(WHAT TO PRODUCE) Print the listing exactly, but only as far as the line containing "negative clicks: (303, 17)". The first line and that line are both included.

(SUPPLIED DATA)
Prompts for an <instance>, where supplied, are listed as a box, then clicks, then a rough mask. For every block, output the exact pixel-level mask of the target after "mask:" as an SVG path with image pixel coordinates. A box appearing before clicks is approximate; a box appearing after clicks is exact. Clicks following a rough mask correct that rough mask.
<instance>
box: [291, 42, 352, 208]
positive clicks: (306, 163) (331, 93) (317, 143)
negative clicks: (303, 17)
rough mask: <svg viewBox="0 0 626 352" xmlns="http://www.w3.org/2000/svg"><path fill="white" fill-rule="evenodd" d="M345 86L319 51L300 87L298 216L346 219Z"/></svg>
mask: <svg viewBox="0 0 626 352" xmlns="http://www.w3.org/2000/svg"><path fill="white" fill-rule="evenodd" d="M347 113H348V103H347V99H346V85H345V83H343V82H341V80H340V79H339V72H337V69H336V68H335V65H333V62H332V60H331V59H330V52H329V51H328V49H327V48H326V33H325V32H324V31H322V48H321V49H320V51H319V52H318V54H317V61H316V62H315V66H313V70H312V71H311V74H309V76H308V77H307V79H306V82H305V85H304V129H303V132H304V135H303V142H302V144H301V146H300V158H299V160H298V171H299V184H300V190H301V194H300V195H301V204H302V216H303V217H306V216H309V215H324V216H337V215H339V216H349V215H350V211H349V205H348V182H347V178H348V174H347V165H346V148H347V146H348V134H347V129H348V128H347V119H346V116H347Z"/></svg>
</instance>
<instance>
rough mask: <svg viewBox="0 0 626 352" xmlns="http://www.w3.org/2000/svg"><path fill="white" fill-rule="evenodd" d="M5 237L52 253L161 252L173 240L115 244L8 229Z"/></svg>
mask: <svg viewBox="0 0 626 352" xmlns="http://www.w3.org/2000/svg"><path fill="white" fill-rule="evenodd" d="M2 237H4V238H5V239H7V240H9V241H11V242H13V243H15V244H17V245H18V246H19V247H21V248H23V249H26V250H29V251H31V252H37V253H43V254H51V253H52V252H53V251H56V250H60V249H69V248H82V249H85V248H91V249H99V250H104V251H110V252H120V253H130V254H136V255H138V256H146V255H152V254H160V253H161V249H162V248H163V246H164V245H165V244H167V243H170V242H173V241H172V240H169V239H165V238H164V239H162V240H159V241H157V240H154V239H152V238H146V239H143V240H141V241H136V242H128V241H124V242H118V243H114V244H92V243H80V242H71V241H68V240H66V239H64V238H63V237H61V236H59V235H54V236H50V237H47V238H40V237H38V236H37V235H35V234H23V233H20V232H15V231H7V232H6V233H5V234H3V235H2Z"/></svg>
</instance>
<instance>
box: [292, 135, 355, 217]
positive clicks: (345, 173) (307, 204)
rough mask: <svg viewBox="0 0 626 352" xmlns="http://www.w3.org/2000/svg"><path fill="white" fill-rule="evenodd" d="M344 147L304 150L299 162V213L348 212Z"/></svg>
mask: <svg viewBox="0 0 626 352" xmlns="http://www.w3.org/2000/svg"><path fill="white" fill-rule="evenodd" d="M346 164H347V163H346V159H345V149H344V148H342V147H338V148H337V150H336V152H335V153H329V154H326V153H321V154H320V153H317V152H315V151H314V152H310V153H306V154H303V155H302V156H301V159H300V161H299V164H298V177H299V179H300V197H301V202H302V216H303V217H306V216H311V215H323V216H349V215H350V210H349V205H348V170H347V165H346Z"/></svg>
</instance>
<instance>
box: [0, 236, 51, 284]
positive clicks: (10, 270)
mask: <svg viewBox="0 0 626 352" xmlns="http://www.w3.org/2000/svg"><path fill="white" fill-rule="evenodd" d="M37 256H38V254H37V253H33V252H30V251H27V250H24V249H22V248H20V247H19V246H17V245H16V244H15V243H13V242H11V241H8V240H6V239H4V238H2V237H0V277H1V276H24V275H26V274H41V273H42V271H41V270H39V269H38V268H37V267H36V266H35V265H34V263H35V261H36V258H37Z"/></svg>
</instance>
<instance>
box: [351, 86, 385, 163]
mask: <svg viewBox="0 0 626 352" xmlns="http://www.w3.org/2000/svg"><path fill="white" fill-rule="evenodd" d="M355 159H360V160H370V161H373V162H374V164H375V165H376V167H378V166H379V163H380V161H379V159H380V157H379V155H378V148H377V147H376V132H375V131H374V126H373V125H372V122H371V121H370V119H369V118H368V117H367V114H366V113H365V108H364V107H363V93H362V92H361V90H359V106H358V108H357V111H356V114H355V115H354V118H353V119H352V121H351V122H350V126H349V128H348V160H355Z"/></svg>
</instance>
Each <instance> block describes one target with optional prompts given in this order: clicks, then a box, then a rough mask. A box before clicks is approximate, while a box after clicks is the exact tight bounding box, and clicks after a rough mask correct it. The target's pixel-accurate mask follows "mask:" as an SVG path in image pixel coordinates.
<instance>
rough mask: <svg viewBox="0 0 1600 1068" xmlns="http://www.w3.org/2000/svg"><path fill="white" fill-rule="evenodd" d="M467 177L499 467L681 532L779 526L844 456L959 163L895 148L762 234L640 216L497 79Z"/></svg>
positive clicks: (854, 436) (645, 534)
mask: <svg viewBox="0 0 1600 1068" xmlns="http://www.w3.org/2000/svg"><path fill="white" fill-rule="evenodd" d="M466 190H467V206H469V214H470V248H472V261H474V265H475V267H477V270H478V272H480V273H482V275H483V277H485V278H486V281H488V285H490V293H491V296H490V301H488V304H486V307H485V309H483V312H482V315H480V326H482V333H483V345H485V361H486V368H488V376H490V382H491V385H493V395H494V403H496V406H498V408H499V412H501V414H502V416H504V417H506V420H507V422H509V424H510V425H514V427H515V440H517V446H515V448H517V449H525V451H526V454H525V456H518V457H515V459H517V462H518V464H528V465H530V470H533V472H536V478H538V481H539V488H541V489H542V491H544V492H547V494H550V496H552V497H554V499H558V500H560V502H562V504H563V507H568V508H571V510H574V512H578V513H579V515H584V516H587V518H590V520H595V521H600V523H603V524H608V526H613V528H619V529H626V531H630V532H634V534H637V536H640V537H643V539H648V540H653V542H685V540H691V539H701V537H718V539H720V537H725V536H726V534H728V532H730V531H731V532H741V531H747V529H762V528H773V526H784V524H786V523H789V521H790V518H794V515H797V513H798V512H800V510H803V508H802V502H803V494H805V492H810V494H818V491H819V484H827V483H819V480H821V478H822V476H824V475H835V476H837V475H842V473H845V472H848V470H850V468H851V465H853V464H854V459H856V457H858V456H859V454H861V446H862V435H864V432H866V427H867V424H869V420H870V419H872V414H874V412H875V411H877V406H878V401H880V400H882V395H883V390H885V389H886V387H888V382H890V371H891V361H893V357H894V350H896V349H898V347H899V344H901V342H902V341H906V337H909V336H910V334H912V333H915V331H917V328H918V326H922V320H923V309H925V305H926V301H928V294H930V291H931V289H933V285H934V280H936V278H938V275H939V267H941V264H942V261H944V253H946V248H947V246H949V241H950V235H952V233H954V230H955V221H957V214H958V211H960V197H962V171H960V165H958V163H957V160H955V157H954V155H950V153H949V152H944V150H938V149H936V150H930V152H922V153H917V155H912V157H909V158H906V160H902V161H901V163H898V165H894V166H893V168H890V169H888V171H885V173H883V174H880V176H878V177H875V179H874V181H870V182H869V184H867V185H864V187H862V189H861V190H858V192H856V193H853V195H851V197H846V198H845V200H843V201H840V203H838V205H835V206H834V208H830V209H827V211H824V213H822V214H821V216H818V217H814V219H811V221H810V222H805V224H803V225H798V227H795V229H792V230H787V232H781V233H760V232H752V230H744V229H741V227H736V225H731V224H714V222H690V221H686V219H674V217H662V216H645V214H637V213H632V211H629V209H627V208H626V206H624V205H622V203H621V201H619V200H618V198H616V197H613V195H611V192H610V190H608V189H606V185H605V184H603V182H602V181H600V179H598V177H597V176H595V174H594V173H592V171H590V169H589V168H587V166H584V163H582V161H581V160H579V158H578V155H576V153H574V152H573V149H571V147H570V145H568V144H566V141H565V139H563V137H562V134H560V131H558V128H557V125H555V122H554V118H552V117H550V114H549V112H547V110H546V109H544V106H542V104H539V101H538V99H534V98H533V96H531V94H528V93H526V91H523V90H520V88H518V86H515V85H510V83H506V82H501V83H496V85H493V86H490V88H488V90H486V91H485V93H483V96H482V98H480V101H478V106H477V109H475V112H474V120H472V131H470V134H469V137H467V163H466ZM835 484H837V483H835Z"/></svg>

(EXERCISE RESPONSE)
Prompts for an <instance>, where supplied, are listed as a box, then clicks, then a rough mask. For every block, output the exact pixel-level mask of the target after "mask:" as an SVG path with image pixel coordinates. A box appearing before clicks is approximate; a box appearing after clicks is exact. Clicks following a rough mask correct that rough mask.
<instance>
box: [291, 42, 352, 208]
positive clicks: (306, 163) (331, 93) (317, 143)
negative clicks: (303, 17)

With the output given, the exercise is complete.